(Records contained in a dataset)
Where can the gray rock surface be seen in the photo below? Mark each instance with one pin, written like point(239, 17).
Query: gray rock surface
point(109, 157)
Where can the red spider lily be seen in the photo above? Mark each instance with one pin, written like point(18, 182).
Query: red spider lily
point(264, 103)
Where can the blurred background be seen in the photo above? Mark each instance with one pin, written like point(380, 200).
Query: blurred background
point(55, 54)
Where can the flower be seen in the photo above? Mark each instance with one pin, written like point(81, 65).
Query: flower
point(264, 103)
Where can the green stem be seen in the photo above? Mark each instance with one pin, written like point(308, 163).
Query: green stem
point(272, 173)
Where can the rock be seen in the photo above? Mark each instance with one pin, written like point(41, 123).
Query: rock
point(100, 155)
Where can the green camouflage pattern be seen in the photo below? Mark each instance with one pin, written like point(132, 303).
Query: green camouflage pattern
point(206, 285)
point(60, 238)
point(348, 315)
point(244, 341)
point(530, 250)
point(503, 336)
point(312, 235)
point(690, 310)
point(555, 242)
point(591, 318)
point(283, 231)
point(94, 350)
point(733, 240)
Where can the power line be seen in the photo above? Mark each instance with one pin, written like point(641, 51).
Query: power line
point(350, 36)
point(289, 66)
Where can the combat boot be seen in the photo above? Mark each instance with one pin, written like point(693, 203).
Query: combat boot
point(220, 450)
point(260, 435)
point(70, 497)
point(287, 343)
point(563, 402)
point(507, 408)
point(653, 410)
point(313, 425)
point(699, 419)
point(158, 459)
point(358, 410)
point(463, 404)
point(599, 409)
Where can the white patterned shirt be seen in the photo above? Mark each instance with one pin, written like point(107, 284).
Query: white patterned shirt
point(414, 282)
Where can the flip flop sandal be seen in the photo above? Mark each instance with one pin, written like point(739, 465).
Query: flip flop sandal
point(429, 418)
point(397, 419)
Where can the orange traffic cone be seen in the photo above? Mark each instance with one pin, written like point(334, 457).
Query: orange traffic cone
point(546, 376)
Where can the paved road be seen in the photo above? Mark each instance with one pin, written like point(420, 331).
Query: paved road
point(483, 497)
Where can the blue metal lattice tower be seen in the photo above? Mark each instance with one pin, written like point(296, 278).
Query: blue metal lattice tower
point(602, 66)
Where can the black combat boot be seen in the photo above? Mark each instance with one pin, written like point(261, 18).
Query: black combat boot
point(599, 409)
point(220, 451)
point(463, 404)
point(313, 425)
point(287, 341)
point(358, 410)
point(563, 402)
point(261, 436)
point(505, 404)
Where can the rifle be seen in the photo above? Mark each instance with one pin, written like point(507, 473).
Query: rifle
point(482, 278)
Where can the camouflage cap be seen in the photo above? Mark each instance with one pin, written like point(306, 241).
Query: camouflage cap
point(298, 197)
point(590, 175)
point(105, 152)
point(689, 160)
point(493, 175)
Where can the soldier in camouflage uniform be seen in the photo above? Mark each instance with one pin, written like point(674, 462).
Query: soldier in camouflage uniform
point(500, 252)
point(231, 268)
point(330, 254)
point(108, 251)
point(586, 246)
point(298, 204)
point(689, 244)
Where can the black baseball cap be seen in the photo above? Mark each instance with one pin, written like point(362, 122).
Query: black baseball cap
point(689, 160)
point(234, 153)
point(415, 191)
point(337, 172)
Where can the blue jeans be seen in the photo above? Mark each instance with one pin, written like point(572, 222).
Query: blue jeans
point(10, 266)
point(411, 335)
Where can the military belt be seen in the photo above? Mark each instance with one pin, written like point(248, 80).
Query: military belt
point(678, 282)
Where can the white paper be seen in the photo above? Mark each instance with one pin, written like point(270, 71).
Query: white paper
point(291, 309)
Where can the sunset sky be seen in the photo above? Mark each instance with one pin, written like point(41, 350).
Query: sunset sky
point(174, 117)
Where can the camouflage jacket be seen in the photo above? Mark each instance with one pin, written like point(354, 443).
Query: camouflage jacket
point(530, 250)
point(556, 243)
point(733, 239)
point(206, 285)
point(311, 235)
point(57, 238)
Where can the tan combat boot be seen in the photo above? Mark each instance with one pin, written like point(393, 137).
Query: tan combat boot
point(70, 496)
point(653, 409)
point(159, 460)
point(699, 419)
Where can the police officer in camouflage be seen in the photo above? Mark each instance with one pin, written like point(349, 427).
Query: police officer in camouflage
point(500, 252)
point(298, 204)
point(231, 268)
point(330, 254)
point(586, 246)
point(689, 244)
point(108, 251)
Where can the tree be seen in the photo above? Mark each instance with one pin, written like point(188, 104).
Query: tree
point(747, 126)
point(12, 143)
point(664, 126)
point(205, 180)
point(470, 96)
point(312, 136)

- [INSTRUCTIONS FOR THE TASK] Your answer must be an exact copy of all the entries.

- [RESPONSE TO THIS EXERCISE]
Where can the gray rock surface be seen in the photo below? Mark each instance with one pin, written like point(239, 17).
Query: gray rock surface
point(109, 157)
Where can the red spider lily be seen in the photo above? Mark each instance with one pin, written like point(18, 182).
Query: red spider lily
point(264, 103)
Where can the blurred background be seen in the photo above? Mark each instance with one pin, written like point(380, 200).
Query: blurred background
point(55, 54)
Where can the flower be seen in the photo above? Mark each instance with one pin, written like point(81, 65).
Query: flower
point(264, 103)
Where can the green stem be seen in the photo above? Mark each instance with one pin, written like point(308, 163).
Query: green stem
point(272, 173)
Where can the rock be seen in the photo above? Mark each instance with one pin, written like point(41, 123).
Query: rock
point(100, 155)
Where can the green camouflage pattern be seen in the photo below? Mark each instance with one pin, written like point(132, 303).
Query: green camouflage pattern
point(206, 285)
point(60, 238)
point(348, 315)
point(244, 341)
point(530, 250)
point(503, 336)
point(312, 235)
point(690, 310)
point(555, 242)
point(591, 318)
point(283, 231)
point(94, 350)
point(733, 240)
Where can the power line be seen in the photo above? Mark each instance with one pin, written like point(641, 51).
Query: power line
point(350, 36)
point(289, 66)
Where can the combat boot be seen in the photo above? Mark each instance with one pin, written like point(693, 203).
Query: combat boot
point(220, 450)
point(260, 435)
point(70, 497)
point(287, 343)
point(563, 402)
point(507, 408)
point(653, 410)
point(313, 425)
point(699, 419)
point(158, 459)
point(358, 410)
point(463, 404)
point(599, 409)
Where can the white patterned shirt be seen in the photo above? Mark each instance with one pin, written like point(107, 284).
Query: white patterned shirt
point(414, 282)
Where can the flip flop sandal be seen in the photo above? Mark each instance with one pin, written like point(739, 465).
Query: flip flop sandal
point(429, 418)
point(397, 419)
Where can the orange traffic cone be seen in the photo above? Mark each instance with one pin, written like point(334, 457).
Query: orange traffic cone
point(546, 376)
Where can the paved road be seen in the photo above? Mark each instance with one pin, written like point(420, 331).
Query: paved road
point(483, 497)
Where can the blue metal lattice tower be seen in the photo above? Mark each instance with one pin, written like point(296, 278).
Query: blue metal lattice tower
point(602, 66)
Where can the black combat boot be seen in the photo above? Mark each instance with one pin, written like point(261, 18).
Query: black combat boot
point(599, 409)
point(220, 451)
point(463, 404)
point(313, 425)
point(287, 341)
point(358, 410)
point(563, 402)
point(261, 436)
point(505, 404)
Where can the rifle be seen in the photo above? Mark each instance with one pin, written like point(507, 473).
Query: rifle
point(482, 278)
Where can the camouflage cap be seen in the photo above? Mark each instance with one pin, written like point(306, 241).
Query: camouflage cap
point(298, 197)
point(590, 175)
point(105, 152)
point(689, 160)
point(493, 175)
Where can the soldier in camouflage uniform be seen in the photo above? Mark each instance with one pin, written like point(674, 462).
Query: soldier in camouflage uniform
point(500, 252)
point(231, 268)
point(330, 254)
point(108, 251)
point(586, 246)
point(298, 204)
point(689, 244)
Where can the black baseball cap be seen in the photo above? Mark each instance with one pin, written like point(362, 122).
Query: black baseball cap
point(689, 160)
point(234, 153)
point(415, 191)
point(337, 172)
Where can the blue jeans be seen in the photo above? Mark each instance with one pin, written like point(572, 222).
Query: blue jeans
point(10, 266)
point(411, 335)
Where can the military belt be seen in the photo above? Mark each instance with one pin, written like point(248, 80).
Query: military belt
point(678, 282)
Where can the white paper be seen in the photo above? Mark each instance with one pin, written like point(270, 71).
Query: white paper
point(291, 309)
Where can the sunset sky be seen in the photo above? Mark each instance with one pin, written like point(41, 350).
Query: sunset sky
point(174, 117)
Where can the camouflage jacket be seen in the photo above? Mark each instance with one pin, written like point(354, 443).
Query: camouflage jacket
point(530, 250)
point(556, 243)
point(733, 239)
point(206, 285)
point(311, 235)
point(57, 238)
Where can the tan combat boot be seen in the photo above? Mark each instance with one pin, written like point(393, 137).
Query: tan combat boot
point(70, 496)
point(653, 409)
point(159, 460)
point(699, 419)
Where can the police officer in camouflage be seen in the photo above? Mark each instance with one pin, written like point(349, 427).
Query: police officer in camouflage
point(500, 252)
point(298, 204)
point(231, 268)
point(330, 254)
point(586, 246)
point(689, 244)
point(108, 251)
Where can the tree be seen in the photo above? Mark each instance with one pin, written like point(188, 104).
Query: tree
point(747, 126)
point(12, 143)
point(664, 126)
point(205, 180)
point(470, 96)
point(312, 136)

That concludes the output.